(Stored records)
————
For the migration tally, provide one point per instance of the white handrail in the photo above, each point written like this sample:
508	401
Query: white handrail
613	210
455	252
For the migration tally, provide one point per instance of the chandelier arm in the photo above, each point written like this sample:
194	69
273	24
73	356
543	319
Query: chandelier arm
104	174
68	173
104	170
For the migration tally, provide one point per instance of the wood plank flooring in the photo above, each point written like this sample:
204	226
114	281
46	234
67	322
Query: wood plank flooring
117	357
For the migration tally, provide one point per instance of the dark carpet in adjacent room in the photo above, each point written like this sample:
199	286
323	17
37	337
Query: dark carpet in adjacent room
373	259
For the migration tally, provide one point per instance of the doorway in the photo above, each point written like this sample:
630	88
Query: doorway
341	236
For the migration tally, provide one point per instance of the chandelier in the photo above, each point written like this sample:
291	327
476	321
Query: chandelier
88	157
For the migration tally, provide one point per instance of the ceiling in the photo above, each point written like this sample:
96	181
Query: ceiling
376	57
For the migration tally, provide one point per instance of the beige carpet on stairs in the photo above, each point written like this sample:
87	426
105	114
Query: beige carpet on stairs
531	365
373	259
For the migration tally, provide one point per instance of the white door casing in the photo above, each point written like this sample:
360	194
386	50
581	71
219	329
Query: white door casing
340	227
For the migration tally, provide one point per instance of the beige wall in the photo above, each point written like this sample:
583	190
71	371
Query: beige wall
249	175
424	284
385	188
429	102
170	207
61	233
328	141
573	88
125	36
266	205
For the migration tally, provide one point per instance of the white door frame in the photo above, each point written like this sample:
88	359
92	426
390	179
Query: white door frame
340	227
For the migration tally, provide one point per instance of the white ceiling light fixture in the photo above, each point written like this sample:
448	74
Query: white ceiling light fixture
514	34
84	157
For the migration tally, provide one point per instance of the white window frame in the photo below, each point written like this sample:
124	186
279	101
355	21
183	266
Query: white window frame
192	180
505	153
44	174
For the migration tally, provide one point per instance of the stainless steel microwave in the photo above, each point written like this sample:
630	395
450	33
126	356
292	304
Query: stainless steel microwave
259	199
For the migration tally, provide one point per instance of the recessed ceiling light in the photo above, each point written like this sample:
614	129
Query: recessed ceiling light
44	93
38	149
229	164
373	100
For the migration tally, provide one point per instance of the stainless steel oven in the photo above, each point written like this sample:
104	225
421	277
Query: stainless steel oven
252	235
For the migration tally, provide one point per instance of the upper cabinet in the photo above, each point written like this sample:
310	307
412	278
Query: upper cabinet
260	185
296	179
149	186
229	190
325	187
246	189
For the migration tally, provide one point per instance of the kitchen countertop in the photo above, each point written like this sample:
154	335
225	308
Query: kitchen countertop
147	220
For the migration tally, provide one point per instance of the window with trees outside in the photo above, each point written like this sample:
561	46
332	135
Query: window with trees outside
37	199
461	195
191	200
————
# What this task involves:
Every entry shown earlier is to be returned exactly, line for line.

# Solution for this problem:
For the migration tally, provide one point per instance of the white handrail in the photo above, each point written like this sample:
508	401
Query: white handrail
613	210
455	252
For the migration tally, provide one point per instance of the chandelier arm in the photo above, each point written like this sample:
194	69
273	24
73	356
543	319
Query: chandelier arm
104	174
68	173
104	170
For the migration tally, provide one point per instance of the wood plank flooring in the photo above, each point written like this sample:
204	226
114	281
46	234
67	322
Query: wood plank flooring
117	357
For the migration tally, provide one point per instance of the dark carpet in adjacent room in the photo above, each point written like this sample:
199	286
323	17
37	337
Query: dark carpet in adjacent room
373	259
For the migration tally, provide one point per instance of the doorway in the photo above, each point written like this sample:
630	88
Query: doorway
341	236
For the migration tally, provide one point per instance of the chandelier in the photo above, each point written like this sample:
291	327
476	321
Query: chandelier
88	157
For the migration tally, provide one point per instance of the ceiling in the photo above, each point written like this sample:
96	181
Query: ceiling
376	57
For the migration tally, provide one point per instance of the beige carpet on stairs in the photo above, each point written like this sample:
87	426
105	114
Query: beige carpet on stairs
531	365
373	259
For the migration tally, provide one point per instance of the white door casing in the photo above, each point written like this sample:
360	194
386	50
581	71
219	329
Query: white door casing
340	227
For the migration tally, provide one point per instance of the beige wall in the photo above, each point written like this sample:
583	190
71	371
Query: beige wall
249	175
424	284
385	188
429	102
170	207
61	233
328	141
573	88
125	36
266	205
For the migration tally, provide one point per instance of the white door frame in the photo above, each point written like this sample:
88	359
92	426
390	179
Query: white door frame
340	227
For the migration tally, provide one point per instance of the white ceiling light fixture in the photo above, each point written like this sample:
448	74
Query: white ceiling light fixture
514	34
84	157
For the migration tally, provide one point per instance of the white window frame in the photo below, each point written like this sample:
124	186
279	101
355	21
183	266
Query: white window frame
192	180
505	153
44	174
For the migration tally, provide one point per instance of the stainless steel microwave in the photo above, each point written like this sample:
630	395
450	33
126	356
292	304
Query: stainless steel microwave
259	199
For the migration tally, provide one point per instance of the recessed ceiling light in the photo above, each point written like this sample:
614	129
Query: recessed ceiling light
44	93
38	149
229	164
373	100
For the migration tally, provide one point per instance of the stainless steel oven in the photo above, each point written like this sample:
104	225
421	277
Query: stainless steel oven
252	235
For the migration tally, provide one point per instance of the upper cabinet in the photo above, each point written like this sample:
310	307
412	278
Query: upper cabinet
260	185
296	179
149	186
229	190
325	187
246	189
For the migration tally, provide one point per instance of the kitchen countertop in the photo above, each point written like this sample:
154	335
225	308
Query: kitchen countertop
147	220
For the migration tally, provide one point per instance of the window with trees outside in the photo above, each point written like this sample:
561	46
332	135
Query: window with trees outside
37	199
461	195
191	200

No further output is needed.